- Exercise data:
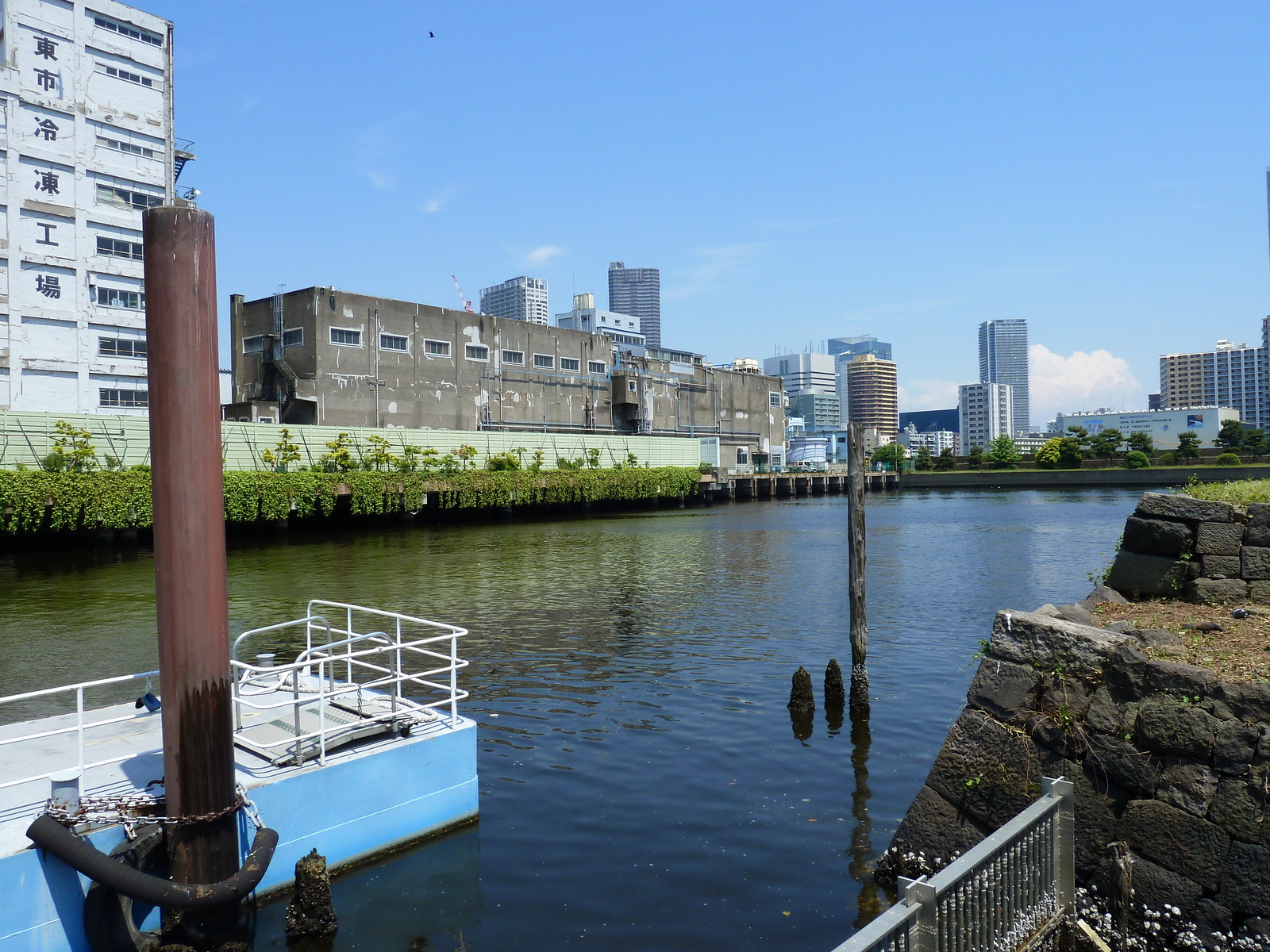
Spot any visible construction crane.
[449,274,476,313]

* * *

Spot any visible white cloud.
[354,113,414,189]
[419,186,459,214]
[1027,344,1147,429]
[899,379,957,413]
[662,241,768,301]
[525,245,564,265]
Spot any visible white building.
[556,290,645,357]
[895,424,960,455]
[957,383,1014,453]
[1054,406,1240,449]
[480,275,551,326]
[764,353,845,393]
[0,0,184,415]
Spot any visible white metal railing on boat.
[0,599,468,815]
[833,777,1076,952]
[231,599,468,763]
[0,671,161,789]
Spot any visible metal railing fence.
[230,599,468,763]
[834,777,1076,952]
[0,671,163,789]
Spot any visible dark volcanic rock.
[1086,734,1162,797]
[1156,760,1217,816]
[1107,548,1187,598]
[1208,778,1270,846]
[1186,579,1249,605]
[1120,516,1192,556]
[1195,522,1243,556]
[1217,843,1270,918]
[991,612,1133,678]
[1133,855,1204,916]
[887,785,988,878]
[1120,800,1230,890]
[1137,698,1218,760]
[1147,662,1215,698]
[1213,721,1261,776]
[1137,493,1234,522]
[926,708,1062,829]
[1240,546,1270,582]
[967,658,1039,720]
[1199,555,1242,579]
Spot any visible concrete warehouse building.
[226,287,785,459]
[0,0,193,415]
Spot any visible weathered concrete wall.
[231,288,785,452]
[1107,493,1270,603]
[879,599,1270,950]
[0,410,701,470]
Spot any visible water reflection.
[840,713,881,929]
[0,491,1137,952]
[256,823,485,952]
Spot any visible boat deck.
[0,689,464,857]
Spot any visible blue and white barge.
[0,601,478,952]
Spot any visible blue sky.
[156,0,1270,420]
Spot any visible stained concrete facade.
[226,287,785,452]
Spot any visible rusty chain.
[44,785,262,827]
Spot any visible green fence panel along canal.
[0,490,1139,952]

- Instructions for the task:
Rewrite the records from the line with "Spot any visible dark volcanic rock." to the line with "[0,490,1139,952]", replacing "concrete" with "cement" and changing nothing else.

- Expected output:
Spot any visible dark volcanic rock.
[1086,734,1162,797]
[1156,760,1217,816]
[1107,548,1187,598]
[1208,778,1270,846]
[1186,579,1249,605]
[1120,516,1192,556]
[1195,522,1243,556]
[1217,843,1270,918]
[991,612,1133,678]
[1133,855,1204,916]
[887,785,988,878]
[1120,800,1230,890]
[1137,698,1218,760]
[1147,662,1215,698]
[1213,721,1261,776]
[1137,493,1234,522]
[926,708,1062,829]
[1240,546,1270,582]
[967,658,1039,720]
[1199,555,1242,579]
Spot any visible cement warehouse building.
[226,287,785,459]
[0,0,193,415]
Spot any visible weathered cement wall.
[231,288,785,452]
[1107,493,1270,603]
[879,599,1270,950]
[0,410,701,470]
Spot any visible water reflection.
[840,713,881,929]
[0,491,1137,952]
[256,823,485,952]
Spot any visible boat deck.
[0,689,464,857]
Spot any visible blue and white barge.
[0,601,478,952]
Spot any visible blue sky.
[156,0,1270,420]
Spot any visible stained cement facade.
[226,287,785,452]
Spot any visible rusty chain.
[44,785,262,827]
Spot any visible green fence panel along canal.
[0,490,1139,952]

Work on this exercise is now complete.